Please locate all lines in the records below that contain the word "every", and copy each of those lines. Treat uppercase and lowercase as different, so only exact-case matches count.

::::

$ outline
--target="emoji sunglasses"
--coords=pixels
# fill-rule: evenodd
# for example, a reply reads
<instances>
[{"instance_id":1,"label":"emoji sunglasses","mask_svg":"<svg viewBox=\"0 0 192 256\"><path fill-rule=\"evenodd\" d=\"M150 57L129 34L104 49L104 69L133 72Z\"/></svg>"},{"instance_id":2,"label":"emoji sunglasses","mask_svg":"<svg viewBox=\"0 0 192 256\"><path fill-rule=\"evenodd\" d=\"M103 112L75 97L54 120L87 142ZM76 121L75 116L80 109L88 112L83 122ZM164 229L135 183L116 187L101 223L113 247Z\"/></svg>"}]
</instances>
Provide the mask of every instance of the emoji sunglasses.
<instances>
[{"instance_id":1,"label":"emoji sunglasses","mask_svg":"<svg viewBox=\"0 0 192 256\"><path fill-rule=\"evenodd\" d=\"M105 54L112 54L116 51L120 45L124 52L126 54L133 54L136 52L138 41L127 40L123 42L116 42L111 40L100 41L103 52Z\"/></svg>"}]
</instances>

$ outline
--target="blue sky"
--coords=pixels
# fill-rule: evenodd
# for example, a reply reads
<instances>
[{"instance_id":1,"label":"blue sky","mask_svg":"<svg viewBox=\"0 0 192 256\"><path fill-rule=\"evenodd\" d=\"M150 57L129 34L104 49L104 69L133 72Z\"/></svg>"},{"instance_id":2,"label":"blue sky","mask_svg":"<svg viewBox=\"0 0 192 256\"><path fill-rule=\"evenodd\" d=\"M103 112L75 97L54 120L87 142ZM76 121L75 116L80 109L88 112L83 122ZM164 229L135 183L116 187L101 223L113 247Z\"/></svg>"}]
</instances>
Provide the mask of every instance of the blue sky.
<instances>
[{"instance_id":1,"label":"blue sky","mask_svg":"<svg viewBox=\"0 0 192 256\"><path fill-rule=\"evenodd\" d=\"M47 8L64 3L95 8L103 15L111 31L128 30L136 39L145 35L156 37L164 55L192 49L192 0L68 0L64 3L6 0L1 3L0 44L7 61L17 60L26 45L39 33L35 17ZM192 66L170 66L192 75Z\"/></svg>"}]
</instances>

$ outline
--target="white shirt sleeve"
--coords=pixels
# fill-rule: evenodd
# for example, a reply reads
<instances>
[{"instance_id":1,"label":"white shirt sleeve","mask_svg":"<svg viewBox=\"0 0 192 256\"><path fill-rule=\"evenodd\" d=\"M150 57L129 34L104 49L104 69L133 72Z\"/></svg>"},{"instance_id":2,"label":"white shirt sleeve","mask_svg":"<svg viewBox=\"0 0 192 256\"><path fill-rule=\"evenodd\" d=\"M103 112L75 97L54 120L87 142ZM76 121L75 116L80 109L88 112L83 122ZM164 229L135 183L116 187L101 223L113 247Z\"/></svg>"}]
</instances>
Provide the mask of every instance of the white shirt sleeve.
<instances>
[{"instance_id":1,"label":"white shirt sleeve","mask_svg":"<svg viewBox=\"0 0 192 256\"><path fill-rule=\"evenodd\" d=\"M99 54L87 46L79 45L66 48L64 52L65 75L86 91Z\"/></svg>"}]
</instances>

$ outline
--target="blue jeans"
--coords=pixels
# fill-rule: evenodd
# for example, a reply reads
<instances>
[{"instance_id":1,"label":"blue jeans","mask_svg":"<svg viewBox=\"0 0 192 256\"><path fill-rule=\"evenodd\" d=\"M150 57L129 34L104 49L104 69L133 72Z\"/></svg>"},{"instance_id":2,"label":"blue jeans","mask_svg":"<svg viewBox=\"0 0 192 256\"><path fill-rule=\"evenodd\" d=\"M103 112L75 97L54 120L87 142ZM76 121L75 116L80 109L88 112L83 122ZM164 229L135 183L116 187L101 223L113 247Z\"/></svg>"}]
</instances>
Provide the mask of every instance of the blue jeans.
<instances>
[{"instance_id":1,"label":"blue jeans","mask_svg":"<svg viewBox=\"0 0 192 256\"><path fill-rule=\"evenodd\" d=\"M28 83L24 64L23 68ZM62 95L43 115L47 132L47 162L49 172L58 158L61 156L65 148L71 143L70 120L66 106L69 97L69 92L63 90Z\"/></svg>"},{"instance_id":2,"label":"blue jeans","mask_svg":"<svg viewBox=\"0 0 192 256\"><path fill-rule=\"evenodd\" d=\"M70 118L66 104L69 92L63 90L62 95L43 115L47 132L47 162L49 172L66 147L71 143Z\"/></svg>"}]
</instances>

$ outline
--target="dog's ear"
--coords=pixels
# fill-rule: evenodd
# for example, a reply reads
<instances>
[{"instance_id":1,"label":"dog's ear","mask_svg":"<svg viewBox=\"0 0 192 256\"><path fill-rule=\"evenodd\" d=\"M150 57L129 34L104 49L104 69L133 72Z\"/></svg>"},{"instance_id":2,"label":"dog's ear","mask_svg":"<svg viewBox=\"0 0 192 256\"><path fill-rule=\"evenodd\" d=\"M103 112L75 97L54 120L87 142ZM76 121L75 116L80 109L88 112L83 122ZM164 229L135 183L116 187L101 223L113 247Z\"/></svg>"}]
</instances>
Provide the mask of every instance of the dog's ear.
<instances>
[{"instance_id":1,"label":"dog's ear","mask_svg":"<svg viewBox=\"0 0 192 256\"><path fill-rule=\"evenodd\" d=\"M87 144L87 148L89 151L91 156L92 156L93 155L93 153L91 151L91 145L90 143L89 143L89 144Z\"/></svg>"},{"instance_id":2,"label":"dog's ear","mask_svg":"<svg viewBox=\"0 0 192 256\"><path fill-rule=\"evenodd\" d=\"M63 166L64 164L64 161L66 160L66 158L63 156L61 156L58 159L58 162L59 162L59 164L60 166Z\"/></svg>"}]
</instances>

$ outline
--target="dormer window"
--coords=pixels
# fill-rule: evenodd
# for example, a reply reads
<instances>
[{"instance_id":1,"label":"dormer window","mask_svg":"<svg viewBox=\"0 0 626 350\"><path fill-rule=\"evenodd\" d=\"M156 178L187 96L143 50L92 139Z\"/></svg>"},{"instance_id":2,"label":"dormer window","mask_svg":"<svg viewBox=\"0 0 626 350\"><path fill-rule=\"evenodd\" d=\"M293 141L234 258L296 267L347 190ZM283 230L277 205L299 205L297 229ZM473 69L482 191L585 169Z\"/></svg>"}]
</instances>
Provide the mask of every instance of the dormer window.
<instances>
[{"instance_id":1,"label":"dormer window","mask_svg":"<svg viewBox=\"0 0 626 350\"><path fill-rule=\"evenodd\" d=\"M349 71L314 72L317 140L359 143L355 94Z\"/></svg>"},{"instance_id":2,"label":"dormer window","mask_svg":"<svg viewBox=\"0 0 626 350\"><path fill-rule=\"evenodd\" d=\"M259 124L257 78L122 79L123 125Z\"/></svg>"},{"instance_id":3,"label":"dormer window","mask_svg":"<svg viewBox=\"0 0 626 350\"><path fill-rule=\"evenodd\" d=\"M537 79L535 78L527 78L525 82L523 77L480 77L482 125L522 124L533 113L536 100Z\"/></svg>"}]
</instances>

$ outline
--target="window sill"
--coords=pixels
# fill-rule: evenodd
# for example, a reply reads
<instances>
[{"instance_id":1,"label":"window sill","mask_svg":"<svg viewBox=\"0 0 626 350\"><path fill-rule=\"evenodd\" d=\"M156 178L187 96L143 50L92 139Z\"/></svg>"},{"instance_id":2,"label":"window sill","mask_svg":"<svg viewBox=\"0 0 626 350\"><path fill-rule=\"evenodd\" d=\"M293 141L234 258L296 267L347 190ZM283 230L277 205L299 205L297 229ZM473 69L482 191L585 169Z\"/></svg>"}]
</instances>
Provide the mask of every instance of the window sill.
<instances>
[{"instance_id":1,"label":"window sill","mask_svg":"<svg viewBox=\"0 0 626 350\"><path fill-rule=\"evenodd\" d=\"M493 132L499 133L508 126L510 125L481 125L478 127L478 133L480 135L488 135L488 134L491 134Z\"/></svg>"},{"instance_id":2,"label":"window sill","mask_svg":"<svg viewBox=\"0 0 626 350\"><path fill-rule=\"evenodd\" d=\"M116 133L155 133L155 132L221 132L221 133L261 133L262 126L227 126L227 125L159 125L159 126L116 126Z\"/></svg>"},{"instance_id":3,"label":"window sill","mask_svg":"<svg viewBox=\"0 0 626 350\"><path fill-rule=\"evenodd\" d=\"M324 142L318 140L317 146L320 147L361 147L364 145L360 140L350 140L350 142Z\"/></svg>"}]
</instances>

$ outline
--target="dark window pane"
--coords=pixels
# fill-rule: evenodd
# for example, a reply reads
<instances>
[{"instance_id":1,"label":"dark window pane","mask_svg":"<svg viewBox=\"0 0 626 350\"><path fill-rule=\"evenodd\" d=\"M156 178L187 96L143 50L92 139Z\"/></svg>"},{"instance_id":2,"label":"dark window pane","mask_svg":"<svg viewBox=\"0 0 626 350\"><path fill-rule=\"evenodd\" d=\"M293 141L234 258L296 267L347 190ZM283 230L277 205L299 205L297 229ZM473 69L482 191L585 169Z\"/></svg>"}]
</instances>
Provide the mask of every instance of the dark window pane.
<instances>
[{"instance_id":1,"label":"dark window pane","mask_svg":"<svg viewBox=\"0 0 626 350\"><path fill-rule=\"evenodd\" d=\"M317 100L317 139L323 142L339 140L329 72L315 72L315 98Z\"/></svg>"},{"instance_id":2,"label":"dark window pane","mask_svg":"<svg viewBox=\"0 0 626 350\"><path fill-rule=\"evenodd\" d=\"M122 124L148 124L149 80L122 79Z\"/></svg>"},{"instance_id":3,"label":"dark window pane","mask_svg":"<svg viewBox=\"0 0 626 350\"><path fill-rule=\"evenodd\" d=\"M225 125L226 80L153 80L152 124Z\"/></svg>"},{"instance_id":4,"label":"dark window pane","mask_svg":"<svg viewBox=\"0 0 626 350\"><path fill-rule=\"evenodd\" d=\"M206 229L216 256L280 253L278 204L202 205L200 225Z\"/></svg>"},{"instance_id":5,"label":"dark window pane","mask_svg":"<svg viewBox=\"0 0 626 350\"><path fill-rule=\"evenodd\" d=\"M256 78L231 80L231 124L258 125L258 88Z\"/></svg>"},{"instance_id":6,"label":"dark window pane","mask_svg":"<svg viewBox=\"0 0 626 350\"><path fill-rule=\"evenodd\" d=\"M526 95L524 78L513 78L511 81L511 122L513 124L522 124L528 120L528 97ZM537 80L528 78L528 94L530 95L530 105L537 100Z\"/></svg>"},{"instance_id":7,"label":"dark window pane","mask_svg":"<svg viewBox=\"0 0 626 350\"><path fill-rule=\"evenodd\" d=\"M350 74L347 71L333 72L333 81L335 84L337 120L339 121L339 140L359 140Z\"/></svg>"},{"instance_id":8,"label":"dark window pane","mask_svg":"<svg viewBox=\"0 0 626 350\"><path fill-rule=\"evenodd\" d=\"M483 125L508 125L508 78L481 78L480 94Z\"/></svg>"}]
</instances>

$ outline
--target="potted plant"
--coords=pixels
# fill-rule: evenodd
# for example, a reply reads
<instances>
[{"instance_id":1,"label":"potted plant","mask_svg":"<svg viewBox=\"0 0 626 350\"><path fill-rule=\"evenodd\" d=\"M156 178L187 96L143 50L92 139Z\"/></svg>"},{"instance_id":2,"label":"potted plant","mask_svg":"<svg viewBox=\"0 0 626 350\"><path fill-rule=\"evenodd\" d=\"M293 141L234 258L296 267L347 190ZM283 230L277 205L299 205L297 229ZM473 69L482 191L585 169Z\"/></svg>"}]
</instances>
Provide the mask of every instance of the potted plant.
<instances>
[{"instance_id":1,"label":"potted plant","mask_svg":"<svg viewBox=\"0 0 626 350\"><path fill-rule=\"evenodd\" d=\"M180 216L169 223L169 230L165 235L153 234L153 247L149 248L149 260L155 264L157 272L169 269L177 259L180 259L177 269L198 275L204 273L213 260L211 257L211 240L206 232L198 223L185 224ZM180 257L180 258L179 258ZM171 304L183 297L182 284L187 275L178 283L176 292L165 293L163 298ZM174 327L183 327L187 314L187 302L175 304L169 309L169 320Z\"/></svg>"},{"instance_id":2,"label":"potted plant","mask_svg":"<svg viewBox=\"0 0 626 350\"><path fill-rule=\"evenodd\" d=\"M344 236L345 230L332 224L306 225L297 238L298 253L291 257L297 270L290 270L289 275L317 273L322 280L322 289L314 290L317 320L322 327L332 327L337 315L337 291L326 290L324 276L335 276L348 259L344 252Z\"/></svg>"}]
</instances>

::::

### Expected answer
Provide the mask of every instance of the emoji sunglasses.
Provide the mask of every instance of the blue sky.
Provide the mask of every instance of the white shirt sleeve.
Provide the mask of every instance of the blue jeans.
Provide the mask of every instance of the dog's ear.
Provide the mask of every instance of the dormer window.
Provide the mask of every instance of the window sill.
Provide the mask of every instance of the dark window pane.
Provide the mask of every instance of the potted plant.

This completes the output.